→ **What is being asked**
Can you reproduce, word for word, everything in the Rogers Park folk jam article from "This is Old" down to "his guitar instead."?

→ **Reading text**
In the far north neighborhood of Rogers Park, the Red Line Tap came alive one Tuesday night in late January. Around 9 p.m., musicians slowly but steadily began appearing and joining in with the performing ensemble by the front door.
First, a couple played fiddles together at their setup by the front window of the bar and were joined by a third fiddle and mandolin after a song. The Red Line Tap has a small stage for its other acts that perform each night, but the folk musicians opted for the smaller performance space by the entrance that night. A guitarist and cello player walked in, introduced themselves to the other musicians for the first time and proceeded to bring bar stools to the corner where the musicians were jamming.
This is Old Lazarus’ Harp, an ensemble of young folk musicians meeting for a jam at the Red Line Tap, a dive bar adorned with murals and signs. One reads “Support Local Wildlife.” Old Lazarus’ Harp is not a folk band per se, but rather a folk collective started by Daniel McDonald and Evan Collins who met while studying at the Chicago School of Violin Making. Instead of a band with an official members list, Old Lazarus’ Harp is composed of like-minded folk musicians, many of whom incorporate music in their professional life.
By 10 p.m., the ensemble was in full swing.
A voice called out from the bar, “Brendan, play your mandolin, man!”
“I will in a bit,” he called back, and grabbed his guitar instead.

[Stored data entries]
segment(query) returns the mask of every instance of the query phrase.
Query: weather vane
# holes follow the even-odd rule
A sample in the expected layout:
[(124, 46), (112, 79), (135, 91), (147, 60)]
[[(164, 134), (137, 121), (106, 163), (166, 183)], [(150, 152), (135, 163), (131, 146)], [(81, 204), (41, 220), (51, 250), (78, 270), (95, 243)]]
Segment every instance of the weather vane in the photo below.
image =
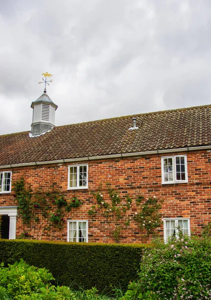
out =
[[(39, 84), (44, 83), (44, 92), (46, 92), (46, 84), (47, 84), (48, 86), (50, 86), (50, 84), (48, 84), (48, 82), (52, 82), (52, 79), (50, 79), (50, 78), (52, 76), (52, 74), (50, 74), (48, 72), (46, 72), (45, 73), (42, 73), (42, 76), (43, 76), (42, 80), (44, 81), (39, 82), (38, 83)], [(50, 80), (47, 80), (48, 77), (50, 78)]]

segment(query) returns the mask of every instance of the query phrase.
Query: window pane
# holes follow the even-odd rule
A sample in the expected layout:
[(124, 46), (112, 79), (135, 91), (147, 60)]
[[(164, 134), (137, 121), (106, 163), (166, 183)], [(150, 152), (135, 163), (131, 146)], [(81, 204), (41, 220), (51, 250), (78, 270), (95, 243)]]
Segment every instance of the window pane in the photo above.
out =
[(78, 242), (86, 242), (86, 222), (78, 222)]
[(70, 187), (76, 188), (77, 184), (77, 167), (70, 167)]
[(79, 186), (86, 186), (87, 185), (86, 166), (80, 166), (79, 170)]
[(183, 234), (188, 234), (188, 220), (179, 220), (178, 225), (180, 228), (182, 230)]
[(186, 180), (184, 157), (176, 157), (176, 178), (177, 180)]
[(169, 220), (166, 221), (166, 236), (168, 238), (172, 236), (175, 236), (175, 220)]
[(0, 192), (2, 191), (2, 178), (3, 173), (0, 173)]
[(77, 222), (70, 222), (69, 224), (69, 242), (77, 242)]
[(172, 158), (164, 158), (164, 182), (173, 181)]
[(1, 186), (2, 192), (10, 192), (10, 186), (11, 173), (3, 172), (2, 173)]

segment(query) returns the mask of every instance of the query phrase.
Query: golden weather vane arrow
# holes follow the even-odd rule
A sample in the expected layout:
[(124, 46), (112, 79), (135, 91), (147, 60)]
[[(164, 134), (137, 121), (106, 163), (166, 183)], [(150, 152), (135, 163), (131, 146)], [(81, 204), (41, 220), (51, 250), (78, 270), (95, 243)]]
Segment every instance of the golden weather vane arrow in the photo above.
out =
[[(38, 83), (39, 84), (44, 83), (44, 92), (46, 92), (46, 84), (47, 84), (48, 86), (50, 86), (50, 84), (48, 84), (48, 82), (52, 82), (52, 80), (50, 79), (50, 78), (52, 76), (52, 74), (50, 74), (48, 72), (46, 72), (46, 73), (42, 73), (42, 76), (44, 76), (42, 78), (44, 81), (39, 82)], [(47, 78), (49, 78), (50, 80), (47, 80)]]

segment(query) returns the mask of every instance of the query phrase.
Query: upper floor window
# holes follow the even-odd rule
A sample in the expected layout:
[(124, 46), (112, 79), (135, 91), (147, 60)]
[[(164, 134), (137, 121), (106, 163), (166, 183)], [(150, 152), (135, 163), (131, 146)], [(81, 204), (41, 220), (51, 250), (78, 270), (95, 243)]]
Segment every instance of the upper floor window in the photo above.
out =
[(68, 188), (88, 188), (88, 165), (74, 164), (68, 166)]
[(88, 242), (88, 221), (68, 220), (68, 242)]
[(12, 172), (0, 172), (0, 193), (11, 192)]
[(170, 236), (178, 238), (180, 232), (184, 234), (190, 236), (189, 218), (164, 219), (164, 240), (167, 242)]
[(187, 156), (177, 155), (162, 158), (162, 184), (187, 182)]

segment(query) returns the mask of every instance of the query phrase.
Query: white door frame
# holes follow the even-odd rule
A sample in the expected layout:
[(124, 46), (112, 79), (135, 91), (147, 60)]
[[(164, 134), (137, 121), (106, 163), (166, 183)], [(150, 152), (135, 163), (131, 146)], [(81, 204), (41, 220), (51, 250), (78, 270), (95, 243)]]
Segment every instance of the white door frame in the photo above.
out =
[(0, 206), (0, 214), (7, 214), (10, 217), (9, 240), (16, 238), (17, 206)]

→ **Written answer**
This is Old Lazarus’ Harp, an ensemble of young folk musicians meeting for a jam at the Red Line Tap, a dive bar adorned with murals and signs. One reads “Support Local Wildlife.” Old Lazarus’ Harp is not a folk band per se, but rather a folk collective started by Daniel McDonald and Evan Collins who met while studying at the Chicago School of Violin Making. Instead of a band with an official members list, Old Lazarus’ Harp is composed of like-minded folk musicians, many of whom incorporate music in their professional life.
By 10 p.m., the ensemble was in full swing.
A voice called out from the bar, “Brendan, play your mandolin, man!”
“I will in a bit,” he called back, and grabbed his guitar instead.